STUDY TEXT:

------------------------------------------------------------

DEAR ABBY: My relationship with my motherin- law has been rocky for the nine years I’ve been married to her daughter. She has been very hurtful at times, saying things like, “You’re not welcome [in her house].” She has never accepted me.
She was recently unable to stay within the boundaries my wife and I set with her when she visited us. We had asked her to keep it light and just enjoy lunch together, but she started telling us my wife should apologize to her niece over a trivial misunderstanding. When I asked her to leave, she started crying and said, “I’m so disappointed that my firstborn married such an awful human being.” Advice? — DISRESPECTED IN RHODE ISLAND
DEAR DISRESPECTED: Clearly, you do not like your mother-in-law, and the feelings are mutual. She was wrong to cross the boundary by criticizing your wife during that lunch, but you may have overstepped by ordering her to leave. Depending upon how close a relationship your wife would like to have with her mother, some sessions with a licensed family therapist may be in order if the three of you are willing.
DEAR ABBY: When I was invited to see the birth of my great-grandchild, I said yes. I was told if my granddaughter didn’t give birth by the 14th of the month at the latest, the doctor would induce on that day. I forgot it could happen on any day. I went out of town on Friday the 11th, which is when my granddaughter called to let me know she was on her way to the hospital.

------------------------------------------------------------

RECORDED DATA:
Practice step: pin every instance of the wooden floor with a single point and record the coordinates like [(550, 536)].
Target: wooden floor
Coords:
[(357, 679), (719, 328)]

------------------------------------------------------------

WORK TO COMPLETE:
**a)** According to the advice column, how many years has the first letter writer been married to the mother-in-law's daughter?
**b)** Please write out everything in the advice column from "DEAR ABBY: When" down to "to the hospital.".
**c)** Pick up the advice column after its last sentence and carry it on.

SOLVED PROBLEMS:
**a)** Nine years.

**b)**
DEAR ABBY: When I was invited to see the birth of my great-grandchild, I said yes. I was told if my granddaughter didn’t give birth by the 14th of the month at the latest, the doctor would induce on that day. I forgot it could happen on any day. I went out of town on Friday the 11th, which is when my granddaughter called to let me know she was on her way to the hospital.

**c)**
I missed the birth of my great-granddaughter! I know it’s my fault, and I am heartbroken because I can never get that back. Also, my granddaughter is no longer speaking to me. I’ve tried calling her, but she won’t answer. I feel so horribly sad, like I’ve made the mistake of a lifetime. Please advise. TRIPPED UP IN COLORADO
DEAR TRIPPED UP: While your absence at your great-grandchild’s birth was unfortunate, it is not the mistake of a lifetime. You are human, and human beings make mistakes. That your granddaughter won’t speak to you is regrettable, but hopefully she’ll mellow after she receives your large bouquet of flowers and abject letter of apology.
DEAR ABBY: My son-in-law says I am lazy and antisocial because I use the drive-up grocery option. I told him that when I use the drive-up, I do less impulse buying and save time and money. Am I wrong? — INSULTED IN WISCONSIN
DEAR INSULTED: Of course you are not wrong. What you are doing works for you, and you shouldn’t be criticized for it. Ask yourself why your passive-aggressive son-in-law feels the need to put you down. Is there something else going on in your relationship with him … or in his head?
DEAR ABBY: I have a group of wonderful women friends I have known for decades. We get together monthly for dinner and drinks at a local restaurant. The location is generally left up to whoever has a birthday that month, and usually varies among three choices.
Occasionally, I bow out if they choose a restaurant that caters to a local creep. This man, “Bob,” has never been charged with an offense, but I was one of his victims 20 years ago, weeks after my first husband’s death. Bob broke into my home and stole items from my husband’s office. I was there at the time, and he came into my bedroom while I was dressing. I screamed at him, and he responded that I hadn’t heard him knocking at the door and “he wanted to make sure I was all right.”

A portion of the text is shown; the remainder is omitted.